Serial port redirection is available in Horizon 6 version 6.1.1 and later releases with Horizon Client for
Windows 3.4 and later releases.
After you install View Agent and set up the serial port redirection feature, the feature can work on your
remote desktops without further configuration. For example, COM1 on the local client system is redirected
as COM1 on the remote desktop, and COM2 is redirected as COM2, unless a COM port already exists on the
remote desktop. If so, the COM port is mapped to avoid conflicts. For example, if COM1 and COM2 already
exist on the remote desktop, COM1 on the client is mapped to COM3 by default. You do not have to
configure the COM ports or install device drivers on the remote desktops.
To make a redirected COM port active, a user selects the Connect option from the menu on the serial port
tool tray icon during a desktop session. A user can also set a COM port device to connect automatically
whenever the user logs in to the remote desktop. See “User Operation of Serial Port Redirection,” on
page 180.
You can configure group policy settings to change the default configuration. For example, you can lock the
settings so that users cannot change the COM port mappings or properties. You can also set a policy to
disable or enable the feature altogether. With an ADM template file, you can install serial port redirection
group policy settings in Active Directory or on individual desktops. See “Configuring Serial Port
Redirection Group Policy Settings,” on page 181.

Given request 1:
Answer these questions about the serial port redirection text:
(a) Which releases of Horizon Client for Windows support serial port redirection?
(b) If COM1 and COM2 already exist on the remote desktop, to which port is COM1 on the client mapped by default?
(c) What kind of file lets you install the serial port redirection group policy settings in Active Directory or on individual desktops?
Given request 2: Proceed with the text on serial port redirection, starting right after its last sentence.

(Records from a collection)
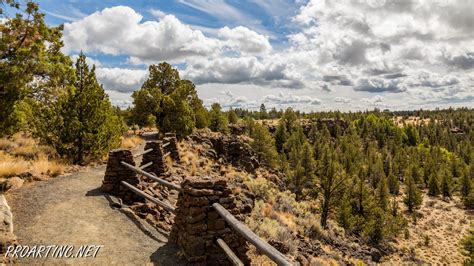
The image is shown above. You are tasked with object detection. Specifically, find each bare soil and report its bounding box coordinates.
[7,166,181,265]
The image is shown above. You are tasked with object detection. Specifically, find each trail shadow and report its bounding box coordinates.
[150,242,188,265]
[85,187,168,243]
[86,187,105,197]
[118,207,168,243]
[140,132,160,141]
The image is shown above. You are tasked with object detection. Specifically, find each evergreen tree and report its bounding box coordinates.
[387,173,400,195]
[194,106,210,128]
[315,146,347,228]
[281,107,298,133]
[131,62,209,138]
[377,177,389,211]
[250,123,278,167]
[259,103,268,119]
[275,120,288,152]
[227,108,238,124]
[36,53,125,163]
[338,192,355,232]
[441,171,452,198]
[428,173,440,196]
[404,175,422,212]
[0,0,74,137]
[461,167,472,198]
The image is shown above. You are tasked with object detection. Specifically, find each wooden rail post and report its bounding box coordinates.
[170,177,249,265]
[212,203,292,265]
[142,141,168,176]
[101,149,144,204]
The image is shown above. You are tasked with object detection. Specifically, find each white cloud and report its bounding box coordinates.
[64,0,474,109]
[218,26,272,54]
[263,92,322,106]
[96,68,148,93]
[64,6,271,64]
[150,8,166,18]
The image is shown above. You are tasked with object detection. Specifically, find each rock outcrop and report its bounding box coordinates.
[170,177,249,265]
[189,131,260,172]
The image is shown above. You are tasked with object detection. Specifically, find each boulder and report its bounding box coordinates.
[5,176,25,190]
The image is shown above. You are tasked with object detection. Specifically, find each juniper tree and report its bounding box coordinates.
[315,146,347,228]
[376,177,389,211]
[227,108,238,124]
[36,53,125,163]
[441,171,452,198]
[250,123,278,166]
[404,175,422,212]
[275,120,288,152]
[387,173,400,195]
[428,173,440,196]
[461,167,472,198]
[131,62,209,137]
[0,0,73,136]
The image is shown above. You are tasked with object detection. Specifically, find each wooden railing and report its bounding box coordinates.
[117,143,293,265]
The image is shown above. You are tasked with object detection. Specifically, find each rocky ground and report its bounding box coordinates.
[132,130,472,265]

Exercise answer 1:
(a) Windows 3.4 and later releases.
(b) COM3.
(c) An ADM template file.

Exercise answer 2:
When a redirected COM port is opened and in use on a remote desktop, you cannot access the port on the
local computer. Conversely, when a COM port is in use on the local computer, you cannot access the port on
the remote desktop.
Requirements for Serial Port Redirection
With this feature, users can redirect locally connected, serial (COM) ports, such as built-in RS232 ports or
USB to Serial adapters, to their remote desktops. To support serial port redirection, your View deployment
must meet certain software and hardware requirements.
View remote desktop
The remote desktops must have View Agent 6.1.1 or later installed with the
Serial Port Redirection setup option, on the parent or template virtual
machines. This setup option is deselected by default.
The following guest operating systems are supported on single-user virtual
machines:
n
32-bit or 64-bit Windows 7
n
32-bit or 64-bit Windows 8.x
n
32-bit or 64-bit Windows 10
n
Windows Server 2008 R2 configured as a desktop
n
Windows Server 2012 R2 configured as a desktop
This feature is not currently supported for Windows Server RDS hosts.
Serial port device drivers do not have to be installed on the desktop
operating system where View Agent is installed.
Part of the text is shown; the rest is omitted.